What's required is a verbatim printout of all the data.

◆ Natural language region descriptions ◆
--- START ---

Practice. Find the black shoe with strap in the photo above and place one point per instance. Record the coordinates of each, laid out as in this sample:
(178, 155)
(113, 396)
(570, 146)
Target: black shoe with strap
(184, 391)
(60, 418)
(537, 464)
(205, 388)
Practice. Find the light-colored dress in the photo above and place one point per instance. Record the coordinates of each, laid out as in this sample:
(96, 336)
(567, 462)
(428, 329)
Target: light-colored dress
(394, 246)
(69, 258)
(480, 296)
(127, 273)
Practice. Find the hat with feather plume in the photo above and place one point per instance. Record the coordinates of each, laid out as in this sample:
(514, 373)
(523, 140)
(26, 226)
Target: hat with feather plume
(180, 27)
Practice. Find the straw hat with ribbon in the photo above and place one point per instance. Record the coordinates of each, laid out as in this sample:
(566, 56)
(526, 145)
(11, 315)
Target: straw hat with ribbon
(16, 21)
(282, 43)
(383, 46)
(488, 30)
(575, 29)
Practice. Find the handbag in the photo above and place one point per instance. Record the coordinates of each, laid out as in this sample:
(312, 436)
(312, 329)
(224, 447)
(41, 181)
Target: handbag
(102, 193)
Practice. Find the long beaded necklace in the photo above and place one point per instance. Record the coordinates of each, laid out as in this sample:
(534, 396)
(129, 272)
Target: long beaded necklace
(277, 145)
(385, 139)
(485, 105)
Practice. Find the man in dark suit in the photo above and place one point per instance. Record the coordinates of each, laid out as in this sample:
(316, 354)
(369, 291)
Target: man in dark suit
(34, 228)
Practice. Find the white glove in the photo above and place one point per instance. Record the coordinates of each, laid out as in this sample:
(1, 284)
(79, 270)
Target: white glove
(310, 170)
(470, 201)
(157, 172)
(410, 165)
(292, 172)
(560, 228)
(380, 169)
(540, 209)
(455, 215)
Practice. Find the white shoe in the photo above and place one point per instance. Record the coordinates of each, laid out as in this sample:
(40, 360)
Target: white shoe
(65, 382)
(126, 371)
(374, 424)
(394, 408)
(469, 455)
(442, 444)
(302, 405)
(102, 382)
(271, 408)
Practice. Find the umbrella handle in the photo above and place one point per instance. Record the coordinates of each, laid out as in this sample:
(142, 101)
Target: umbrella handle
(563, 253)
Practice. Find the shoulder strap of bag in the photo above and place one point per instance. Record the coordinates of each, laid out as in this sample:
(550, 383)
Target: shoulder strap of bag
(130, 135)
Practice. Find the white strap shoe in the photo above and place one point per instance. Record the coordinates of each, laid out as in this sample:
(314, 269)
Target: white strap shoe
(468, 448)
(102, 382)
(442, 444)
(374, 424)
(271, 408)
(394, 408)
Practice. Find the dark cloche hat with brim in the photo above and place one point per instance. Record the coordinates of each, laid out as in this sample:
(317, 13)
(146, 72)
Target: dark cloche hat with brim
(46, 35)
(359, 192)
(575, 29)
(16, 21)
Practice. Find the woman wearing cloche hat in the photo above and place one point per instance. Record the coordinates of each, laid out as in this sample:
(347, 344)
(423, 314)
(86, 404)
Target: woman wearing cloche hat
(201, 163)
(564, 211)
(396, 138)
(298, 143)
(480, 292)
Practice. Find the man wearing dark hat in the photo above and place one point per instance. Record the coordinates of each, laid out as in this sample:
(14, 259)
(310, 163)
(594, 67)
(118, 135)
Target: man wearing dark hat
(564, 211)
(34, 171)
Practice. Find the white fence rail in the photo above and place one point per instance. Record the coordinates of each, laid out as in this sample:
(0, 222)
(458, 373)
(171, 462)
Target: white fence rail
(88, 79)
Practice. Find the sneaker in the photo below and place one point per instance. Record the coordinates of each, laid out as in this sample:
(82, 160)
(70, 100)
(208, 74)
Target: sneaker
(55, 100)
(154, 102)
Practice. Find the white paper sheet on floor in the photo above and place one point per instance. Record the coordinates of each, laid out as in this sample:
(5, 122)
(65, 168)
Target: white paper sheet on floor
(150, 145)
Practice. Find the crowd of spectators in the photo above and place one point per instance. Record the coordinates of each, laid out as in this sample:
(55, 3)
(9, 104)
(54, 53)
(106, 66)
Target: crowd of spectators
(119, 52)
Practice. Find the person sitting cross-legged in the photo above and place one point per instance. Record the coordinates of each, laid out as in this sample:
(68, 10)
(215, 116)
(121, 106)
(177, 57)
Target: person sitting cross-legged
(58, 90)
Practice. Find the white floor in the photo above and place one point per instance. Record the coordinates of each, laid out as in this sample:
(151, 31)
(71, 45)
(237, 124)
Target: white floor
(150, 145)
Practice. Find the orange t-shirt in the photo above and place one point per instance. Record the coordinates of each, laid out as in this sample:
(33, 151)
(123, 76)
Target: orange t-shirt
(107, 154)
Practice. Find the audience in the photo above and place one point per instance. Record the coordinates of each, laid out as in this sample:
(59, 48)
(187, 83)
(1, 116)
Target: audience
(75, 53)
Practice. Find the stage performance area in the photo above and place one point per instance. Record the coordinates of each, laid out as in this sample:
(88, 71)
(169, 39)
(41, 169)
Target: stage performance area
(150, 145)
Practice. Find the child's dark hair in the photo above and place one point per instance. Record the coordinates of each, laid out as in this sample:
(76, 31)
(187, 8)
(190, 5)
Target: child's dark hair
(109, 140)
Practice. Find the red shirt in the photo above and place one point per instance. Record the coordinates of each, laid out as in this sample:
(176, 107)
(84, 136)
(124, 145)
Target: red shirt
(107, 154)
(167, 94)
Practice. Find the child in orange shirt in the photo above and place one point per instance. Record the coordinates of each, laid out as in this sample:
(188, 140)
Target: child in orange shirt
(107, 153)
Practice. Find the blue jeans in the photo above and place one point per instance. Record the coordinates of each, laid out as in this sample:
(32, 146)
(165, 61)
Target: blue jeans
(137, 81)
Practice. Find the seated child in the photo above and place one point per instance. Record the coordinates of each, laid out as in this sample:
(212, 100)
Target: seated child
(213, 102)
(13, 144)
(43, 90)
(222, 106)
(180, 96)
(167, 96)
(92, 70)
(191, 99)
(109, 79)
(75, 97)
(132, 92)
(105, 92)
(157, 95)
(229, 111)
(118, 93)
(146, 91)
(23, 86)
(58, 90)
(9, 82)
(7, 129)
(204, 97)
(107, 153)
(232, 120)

--- END ---

◆ Expected output ◆
Practice. Find the black shoe with strap in the photo above and place one point per instance. Record the coordinates of each, laid out as in this sample:
(178, 155)
(113, 396)
(570, 146)
Target: black shoe with strap
(184, 391)
(60, 418)
(537, 464)
(205, 388)
Practice. Find the light-colored dress in the photo above and place one point per instance. Record the coordinates of each, laid out as in this sample:
(96, 336)
(567, 462)
(428, 329)
Target: light-colored dress
(394, 246)
(69, 258)
(480, 296)
(127, 273)
Practice. Find the hat with feather plume in the photo above and place one point per instance. Record the coordinates of each, laid out as in this sample:
(514, 373)
(523, 140)
(26, 226)
Target: hat with feather plume
(180, 27)
Practice. Find the straw hat with ribbon in the photo above and place one point per instance. Record the coordinates of each, laid out as in this sample:
(566, 56)
(526, 145)
(11, 315)
Target: straw hat with ribbon
(16, 21)
(282, 43)
(383, 46)
(488, 30)
(575, 29)
Practice. Find the handbag in the photo above and place one point per instance. Record the coordinates of each, laid out as in this sample:
(312, 436)
(312, 329)
(224, 447)
(41, 181)
Target: handbag
(102, 193)
Practice. Find the long beaded necklace in the photo above and place one point per instance. Record the coordinates of each, laid out as in this sample:
(534, 396)
(129, 272)
Target: long beaded necklace
(277, 145)
(385, 139)
(485, 105)
Practice. Find the man in dark suit in the photo above and place one point per instance. Record the coordinates of each, laid out as in this sample:
(316, 354)
(369, 291)
Target: man in dark suit
(34, 228)
Practice. Find the white glove in the photo above and place one point per instance. Record the coordinates of each, laid out as in this sample:
(1, 284)
(79, 270)
Target: white glove
(310, 170)
(470, 201)
(157, 172)
(410, 165)
(292, 172)
(560, 228)
(380, 169)
(540, 209)
(455, 215)
Practice. Find the white shoe in the photo above and place one point per instance. Record the coordinates of each, laid out as in this sample:
(40, 360)
Target: white shoe
(65, 382)
(126, 371)
(374, 424)
(394, 408)
(469, 455)
(442, 444)
(302, 405)
(102, 382)
(271, 408)
Practice. Find the umbrella handle in the photo above and place one point per instance. Record the coordinates of each, laid out as in this sample:
(142, 101)
Target: umbrella handle
(563, 253)
Practice. Find the shoulder strap of bag in the photo above and place one point per instance. Record the coordinates of each, laid out as in this sample:
(550, 383)
Target: shoulder strap of bag
(130, 135)
Practice. Find the white strap shoe in the photo above and place one point per instance. Record the coordinates of each, laid out as in this sample:
(314, 269)
Target: white strap shoe
(468, 448)
(102, 382)
(442, 444)
(374, 424)
(271, 408)
(394, 408)
Practice. Find the dark cloche hat with brim in the photo above and place one point per instance. Record the coordinates of each, laid out as in this sample:
(317, 13)
(146, 72)
Target: dark cloche hat with brim
(46, 35)
(359, 192)
(575, 29)
(16, 21)
Practice. Find the woman wearing cloche hat in the photo above and place one point per instance. Record the coordinates of each, laid out as in this sample:
(347, 344)
(423, 314)
(86, 404)
Target: woman wearing cloche hat
(201, 163)
(564, 211)
(396, 138)
(298, 143)
(480, 292)
Practice. Find the man wearing dark hat in the photo above and place one point per instance. Record the coordinates of each, laid out as in this sample:
(14, 259)
(310, 163)
(594, 67)
(118, 135)
Target: man wearing dark hat
(564, 211)
(34, 171)
Practice. Find the white fence rail in the photo above and place one point per instance. Record the coordinates of each, laid out as in this sample:
(0, 222)
(458, 373)
(171, 462)
Target: white fence rail
(88, 79)
Practice. Find the sneaker in the photo below and place one point per instance. Record the coordinates of each, laid out as in this sample:
(82, 160)
(70, 100)
(208, 74)
Target: sneaker
(55, 100)
(154, 102)
Practice. Find the white paper sheet on floor in the photo above and place one point per instance. Record the coordinates of each, laid out as in this sample:
(5, 122)
(65, 168)
Target: white paper sheet on floor
(150, 145)
Practice. Find the crowd of spectators in the photo above and place one point per instance. Record the coordinates of each, laid out as in this sample:
(55, 3)
(9, 104)
(54, 53)
(106, 66)
Target: crowd of spectators
(119, 52)
Practice. Find the person sitting cross-legged in the photo above and place one point per instance. Record the coordinates of each, laid out as in this sample:
(68, 10)
(215, 116)
(121, 106)
(177, 57)
Target: person sitting cross-legged
(58, 90)
Practice. Find the white floor in the photo above and place one point per instance. Record the coordinates of each, laid out as in this sample:
(151, 31)
(71, 45)
(237, 124)
Target: white floor
(150, 145)
Practice. Find the orange t-shirt in the photo above and place one point per instance. Record the coordinates of each, laid out as in this sample:
(33, 151)
(123, 76)
Target: orange t-shirt
(107, 154)
Practice. Find the audience in the photo above and place one point per instance. Record the coordinates of each, laid out as in this sample:
(59, 48)
(187, 83)
(1, 116)
Target: audience
(75, 53)
Practice. Find the stage performance area in the photo above and place one point per instance. Record the coordinates of each, laid out as in this sample:
(88, 71)
(169, 39)
(41, 169)
Target: stage performance area
(150, 145)
Practice. Find the child's dark hair in the photo above and place one point per instance. Record the coordinates of each, laid out as in this sample:
(76, 31)
(187, 8)
(190, 5)
Target: child's dark hair
(109, 140)
Practice. Find the red shirt in the photo above and place one point per instance. Record the coordinates of each, laid out as in this sample:
(176, 107)
(84, 136)
(124, 145)
Target: red shirt
(107, 154)
(167, 94)
Practice. Find the child in orange shirt in the photo above and place one point per instance. Record the coordinates of each, laid out as in this sample:
(188, 140)
Target: child in orange shirt
(107, 153)
Practice. Find the blue jeans in the photo above and place one point per instance. Record the coordinates of each, laid out as in this sample:
(32, 146)
(165, 61)
Target: blue jeans
(137, 81)
Practice. Find the seated child in the photo above and place one point per instance. Record the coordinates of each, laid out as in this sample:
(212, 100)
Target: seated child
(213, 102)
(13, 144)
(43, 90)
(222, 106)
(180, 96)
(167, 96)
(92, 70)
(191, 99)
(109, 79)
(75, 97)
(132, 92)
(105, 92)
(157, 95)
(229, 111)
(118, 93)
(146, 91)
(23, 86)
(58, 90)
(9, 82)
(7, 129)
(204, 97)
(107, 153)
(232, 120)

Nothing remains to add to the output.